**Exercise instructions**.
Select every line in the entries below that contains the word "mountain", treating uppercase and lowercase letters as different.

:::::

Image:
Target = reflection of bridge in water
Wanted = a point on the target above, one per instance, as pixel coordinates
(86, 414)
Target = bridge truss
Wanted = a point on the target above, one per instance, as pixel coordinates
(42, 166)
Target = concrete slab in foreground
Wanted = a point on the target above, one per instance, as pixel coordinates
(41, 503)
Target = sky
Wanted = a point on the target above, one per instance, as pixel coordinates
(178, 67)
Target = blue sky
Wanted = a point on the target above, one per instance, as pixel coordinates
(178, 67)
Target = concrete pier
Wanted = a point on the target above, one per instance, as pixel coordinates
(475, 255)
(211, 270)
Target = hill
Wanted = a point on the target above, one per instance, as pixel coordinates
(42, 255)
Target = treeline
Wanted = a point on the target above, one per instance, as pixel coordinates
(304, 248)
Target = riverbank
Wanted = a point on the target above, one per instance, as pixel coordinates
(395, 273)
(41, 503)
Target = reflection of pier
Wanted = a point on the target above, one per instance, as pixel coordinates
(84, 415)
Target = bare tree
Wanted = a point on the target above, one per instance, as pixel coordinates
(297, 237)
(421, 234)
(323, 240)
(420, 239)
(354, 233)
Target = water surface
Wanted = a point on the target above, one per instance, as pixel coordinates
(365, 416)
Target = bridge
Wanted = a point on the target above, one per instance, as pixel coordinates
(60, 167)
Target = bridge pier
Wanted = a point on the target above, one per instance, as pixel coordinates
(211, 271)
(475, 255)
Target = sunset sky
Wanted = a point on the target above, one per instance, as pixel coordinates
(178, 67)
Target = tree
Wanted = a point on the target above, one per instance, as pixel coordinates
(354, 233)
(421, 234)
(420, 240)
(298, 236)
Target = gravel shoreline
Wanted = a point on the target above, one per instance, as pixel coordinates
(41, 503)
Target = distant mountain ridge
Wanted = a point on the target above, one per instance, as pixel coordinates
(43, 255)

:::::

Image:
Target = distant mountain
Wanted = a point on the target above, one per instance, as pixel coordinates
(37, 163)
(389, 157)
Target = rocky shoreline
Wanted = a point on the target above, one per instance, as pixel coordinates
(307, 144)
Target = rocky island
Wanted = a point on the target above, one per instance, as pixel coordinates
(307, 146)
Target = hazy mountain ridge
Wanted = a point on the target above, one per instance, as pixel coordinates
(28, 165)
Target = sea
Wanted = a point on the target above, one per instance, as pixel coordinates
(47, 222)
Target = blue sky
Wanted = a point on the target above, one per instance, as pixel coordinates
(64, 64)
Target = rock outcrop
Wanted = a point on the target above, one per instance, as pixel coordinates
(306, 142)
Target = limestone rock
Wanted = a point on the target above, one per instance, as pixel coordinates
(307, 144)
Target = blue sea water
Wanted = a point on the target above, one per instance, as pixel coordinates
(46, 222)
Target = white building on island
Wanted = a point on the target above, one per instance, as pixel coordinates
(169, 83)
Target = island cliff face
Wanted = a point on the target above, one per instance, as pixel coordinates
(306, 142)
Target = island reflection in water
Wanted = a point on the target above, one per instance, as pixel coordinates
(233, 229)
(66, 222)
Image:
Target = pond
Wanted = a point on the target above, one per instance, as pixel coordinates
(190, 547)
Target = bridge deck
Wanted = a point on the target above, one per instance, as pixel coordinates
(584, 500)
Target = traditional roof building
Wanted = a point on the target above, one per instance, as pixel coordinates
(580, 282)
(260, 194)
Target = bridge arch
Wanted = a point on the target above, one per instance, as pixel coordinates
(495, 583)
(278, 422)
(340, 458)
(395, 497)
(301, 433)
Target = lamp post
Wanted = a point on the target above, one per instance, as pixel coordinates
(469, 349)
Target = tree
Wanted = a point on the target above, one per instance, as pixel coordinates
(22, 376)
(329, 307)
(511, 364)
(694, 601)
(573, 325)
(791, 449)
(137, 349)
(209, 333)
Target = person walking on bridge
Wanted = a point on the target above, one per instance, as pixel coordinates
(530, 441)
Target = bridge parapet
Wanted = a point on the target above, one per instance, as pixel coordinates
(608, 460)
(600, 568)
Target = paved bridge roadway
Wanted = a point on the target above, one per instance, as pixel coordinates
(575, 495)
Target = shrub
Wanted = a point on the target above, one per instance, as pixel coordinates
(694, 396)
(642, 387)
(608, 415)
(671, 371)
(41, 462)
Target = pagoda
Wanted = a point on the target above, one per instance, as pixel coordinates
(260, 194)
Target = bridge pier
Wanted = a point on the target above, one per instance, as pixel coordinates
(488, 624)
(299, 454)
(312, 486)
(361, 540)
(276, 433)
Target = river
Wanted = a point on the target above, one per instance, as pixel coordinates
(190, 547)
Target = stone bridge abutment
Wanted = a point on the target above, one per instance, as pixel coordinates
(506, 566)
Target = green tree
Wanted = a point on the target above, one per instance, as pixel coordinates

:::::

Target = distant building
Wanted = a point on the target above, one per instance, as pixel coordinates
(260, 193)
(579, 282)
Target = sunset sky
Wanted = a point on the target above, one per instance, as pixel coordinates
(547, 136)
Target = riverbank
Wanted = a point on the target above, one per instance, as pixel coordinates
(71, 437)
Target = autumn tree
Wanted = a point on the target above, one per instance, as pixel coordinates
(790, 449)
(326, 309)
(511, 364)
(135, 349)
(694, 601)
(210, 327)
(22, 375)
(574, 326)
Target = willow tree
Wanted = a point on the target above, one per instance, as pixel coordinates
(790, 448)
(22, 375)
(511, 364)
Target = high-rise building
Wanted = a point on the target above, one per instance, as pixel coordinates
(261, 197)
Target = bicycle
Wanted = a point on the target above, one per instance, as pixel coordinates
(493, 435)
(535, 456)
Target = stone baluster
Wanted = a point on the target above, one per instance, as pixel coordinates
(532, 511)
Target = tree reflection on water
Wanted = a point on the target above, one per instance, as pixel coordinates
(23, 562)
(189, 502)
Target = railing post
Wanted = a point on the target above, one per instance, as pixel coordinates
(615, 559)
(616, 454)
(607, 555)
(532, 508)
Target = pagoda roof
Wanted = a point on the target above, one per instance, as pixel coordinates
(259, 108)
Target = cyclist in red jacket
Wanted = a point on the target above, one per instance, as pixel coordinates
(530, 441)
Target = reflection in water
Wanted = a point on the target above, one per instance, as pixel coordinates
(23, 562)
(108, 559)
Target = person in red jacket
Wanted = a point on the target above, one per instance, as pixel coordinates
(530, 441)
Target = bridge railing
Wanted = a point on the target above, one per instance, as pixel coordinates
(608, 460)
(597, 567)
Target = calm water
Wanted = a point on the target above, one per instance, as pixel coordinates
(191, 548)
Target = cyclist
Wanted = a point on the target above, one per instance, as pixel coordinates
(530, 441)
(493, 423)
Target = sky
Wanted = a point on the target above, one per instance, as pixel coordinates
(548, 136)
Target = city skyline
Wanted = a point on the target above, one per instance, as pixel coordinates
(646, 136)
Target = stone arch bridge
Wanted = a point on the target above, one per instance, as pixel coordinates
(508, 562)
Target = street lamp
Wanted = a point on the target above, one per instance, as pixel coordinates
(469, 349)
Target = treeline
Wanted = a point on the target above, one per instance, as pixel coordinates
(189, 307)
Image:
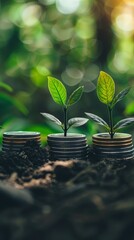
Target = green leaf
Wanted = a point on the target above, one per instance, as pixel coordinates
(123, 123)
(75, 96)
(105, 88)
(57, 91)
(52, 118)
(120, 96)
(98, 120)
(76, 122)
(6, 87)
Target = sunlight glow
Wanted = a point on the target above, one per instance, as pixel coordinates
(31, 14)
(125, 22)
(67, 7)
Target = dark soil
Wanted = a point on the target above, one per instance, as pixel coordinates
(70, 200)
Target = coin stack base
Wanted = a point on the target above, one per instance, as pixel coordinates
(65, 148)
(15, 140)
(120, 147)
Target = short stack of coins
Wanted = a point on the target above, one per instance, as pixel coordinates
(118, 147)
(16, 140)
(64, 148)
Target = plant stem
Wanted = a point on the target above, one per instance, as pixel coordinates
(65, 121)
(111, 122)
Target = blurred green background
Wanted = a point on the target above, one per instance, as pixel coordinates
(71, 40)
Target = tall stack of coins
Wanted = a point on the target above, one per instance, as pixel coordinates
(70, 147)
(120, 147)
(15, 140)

:::::

**Result of this exercise**.
Target = distant mountain ridge
Target = distant mountain
Target = hazy mountain ridge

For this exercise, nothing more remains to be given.